Documento:
------------

La boxe olimpica al tappeto. E non a causa di Imane Khelif

Perché leggere questo articolo? L’allucinante caso Carini vs Khelif ha inferto l’ennesimo colpo che rischia definitivamente di mettere al tappeto la boxe alle Olimpiadi.

La gazzarra politica che si è scatenata in Italia prima e dopo l’incontro di pugilato femminile dei Giochi di Parigi 2024 tra l’italiana Angela Carini e l’algerina Imane Khelif, combattuta a suon di ganci di disinformazione, montanti di ipocrisia e basso costo e jab di strumentalizzazione, ha inferto l’ennesimo colpo alla boxe, un colpo che questa volta rischia definitivamente di mettere al tappeto il pugilato alle Olimpiadi. Il caso Carini-Khelif – che, peraltro, è un caso solamente in Italia, pur avendo avuto vasta eco istituzionale, dato il rilievo delle figure politiche coinvolte – è però solo l’ultimo pretesto, la tempesta perfetta che potrebbe portare alla ufficializzazione dell’uscita della noble art dal programma olimpico a partire da Los Angeles 2028.

Fuori dai Giochi

Il pugilato infatti attualmente non compare nella lista provvisoria delle discipline ammesse alle prossime Olimpiadi, né vi è mai comparso. C’è, alla base di tutto, lo scontro politico-istituzionale tra il Cio, il Comitato Olimpico Internazionale, e l’Iba, l’International Boxing Association, la federazione pugilistica internazionale, scontro che non è neppure estraneo ai prodromi – la querelle sulle regole di eleggibilità e i gender test, in questo senso – di quanto di accaduto a Parigi. Anche perché è fondamentale ricordare che ai Giochi di Parigi, così come già era avvenuto a quelli di Tokyo, al contrario di quanto accade per le altre discipline, non è la federazione internazionale a organizzare e sovrintendere il pugilato olimpico, ma direttamente il Cio, attraverso la sua Boxing Unit.

------------

Dati forniti:
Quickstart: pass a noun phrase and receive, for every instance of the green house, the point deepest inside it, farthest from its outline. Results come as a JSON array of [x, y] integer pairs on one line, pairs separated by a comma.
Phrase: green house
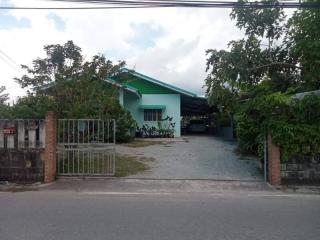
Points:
[[150, 100]]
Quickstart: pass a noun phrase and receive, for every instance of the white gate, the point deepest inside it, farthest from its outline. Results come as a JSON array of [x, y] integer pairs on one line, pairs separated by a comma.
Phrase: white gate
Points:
[[86, 147]]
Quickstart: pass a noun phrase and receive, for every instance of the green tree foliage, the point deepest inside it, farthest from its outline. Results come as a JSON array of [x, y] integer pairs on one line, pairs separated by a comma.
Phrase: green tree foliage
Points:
[[74, 88], [5, 111], [303, 41], [255, 78], [3, 96]]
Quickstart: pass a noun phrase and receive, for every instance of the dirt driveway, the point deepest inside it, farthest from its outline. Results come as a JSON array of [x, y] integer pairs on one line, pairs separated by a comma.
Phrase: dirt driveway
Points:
[[195, 157]]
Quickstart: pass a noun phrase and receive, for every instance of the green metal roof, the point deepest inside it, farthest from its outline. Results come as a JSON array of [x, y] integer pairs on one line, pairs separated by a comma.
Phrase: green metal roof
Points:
[[125, 87], [152, 107], [157, 82]]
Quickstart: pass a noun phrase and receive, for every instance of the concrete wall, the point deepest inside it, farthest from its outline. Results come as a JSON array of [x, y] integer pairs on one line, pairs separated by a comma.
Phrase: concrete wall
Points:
[[171, 101]]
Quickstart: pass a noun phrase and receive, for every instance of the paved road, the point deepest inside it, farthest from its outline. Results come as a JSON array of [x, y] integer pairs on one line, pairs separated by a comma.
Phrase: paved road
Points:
[[202, 157], [100, 215]]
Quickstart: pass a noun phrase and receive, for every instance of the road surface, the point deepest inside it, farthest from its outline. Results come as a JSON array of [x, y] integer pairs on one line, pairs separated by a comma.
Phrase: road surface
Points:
[[83, 215]]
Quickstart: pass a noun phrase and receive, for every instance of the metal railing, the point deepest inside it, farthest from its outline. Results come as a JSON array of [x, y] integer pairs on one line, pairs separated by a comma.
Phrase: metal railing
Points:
[[86, 147]]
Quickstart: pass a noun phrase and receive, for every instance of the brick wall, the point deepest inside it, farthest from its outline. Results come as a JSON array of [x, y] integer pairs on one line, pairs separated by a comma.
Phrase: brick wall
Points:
[[274, 175], [301, 170], [49, 155]]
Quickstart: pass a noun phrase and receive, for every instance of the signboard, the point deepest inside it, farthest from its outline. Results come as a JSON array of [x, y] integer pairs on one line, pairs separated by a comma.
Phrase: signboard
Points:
[[9, 130]]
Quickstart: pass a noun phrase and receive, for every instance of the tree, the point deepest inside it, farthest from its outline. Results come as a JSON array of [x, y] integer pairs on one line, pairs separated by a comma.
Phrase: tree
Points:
[[74, 88], [303, 42], [3, 96], [253, 81]]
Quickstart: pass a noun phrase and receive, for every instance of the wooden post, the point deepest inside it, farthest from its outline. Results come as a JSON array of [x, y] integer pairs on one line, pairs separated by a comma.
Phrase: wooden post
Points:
[[50, 147]]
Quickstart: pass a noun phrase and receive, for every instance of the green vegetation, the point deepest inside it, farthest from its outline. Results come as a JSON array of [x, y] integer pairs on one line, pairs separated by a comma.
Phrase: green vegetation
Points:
[[253, 82], [129, 165]]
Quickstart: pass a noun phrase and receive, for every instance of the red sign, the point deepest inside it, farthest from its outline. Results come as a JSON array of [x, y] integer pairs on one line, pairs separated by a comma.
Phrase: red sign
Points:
[[9, 131]]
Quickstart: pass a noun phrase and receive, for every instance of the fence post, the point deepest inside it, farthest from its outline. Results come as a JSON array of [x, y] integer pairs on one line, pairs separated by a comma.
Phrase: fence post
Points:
[[50, 147], [273, 163]]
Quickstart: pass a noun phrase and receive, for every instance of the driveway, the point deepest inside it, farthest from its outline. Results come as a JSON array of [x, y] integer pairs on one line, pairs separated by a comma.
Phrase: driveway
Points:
[[194, 157]]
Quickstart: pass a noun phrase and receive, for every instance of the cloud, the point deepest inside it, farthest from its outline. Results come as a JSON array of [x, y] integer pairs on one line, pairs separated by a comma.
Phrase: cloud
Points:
[[167, 44], [145, 35], [58, 22], [8, 21]]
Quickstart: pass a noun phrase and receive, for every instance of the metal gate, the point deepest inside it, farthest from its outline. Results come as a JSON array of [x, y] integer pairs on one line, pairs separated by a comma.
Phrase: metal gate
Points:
[[86, 147]]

------------

Da svolgere:
• a. Rispondi alle seguenti domande sull'articolo dedicato alla boxe olimpica:
(i) Tra quali due pugili si è svolto l'incontro ai Giochi di Parigi 2024?
(ii) A partire da quale edizione dei Giochi potrebbe essere ufficializzata l'uscita del pugilato dal programma olimpico?
(iii) Chi ha organizzato il pugilato olimpico a Parigi e a Tokyo?
• b. Elenca tutte le edizioni dei Giochi olimpici nominate nell'articolo sulla boxe olimpica.
• c. Secondo l'articolo sulla boxe olimpica, che cosa c'è alla base dell'assenza del pugilato dalla lista provvisoria delle discipline ammesse alle prossime Olimpiadi?

Risposte:
• a.
(i) Tra l'italiana Angela Carini e l'algerina Imane Khelif.
(ii) A partire da Los Angeles 2028.
(iii) Il Cio, attraverso la sua Boxing Unit.

• b. Parigi 2024, Los Angeles 2028, Tokyo.

• c. Alla base di tutto c'è lo scontro politico-istituzionale tra il Cio, il Comitato Olimpico Internazionale, e l'Iba, la federazione pugilistica internazionale. Il caso Carini-Khelif è solo l'ultimo pretesto.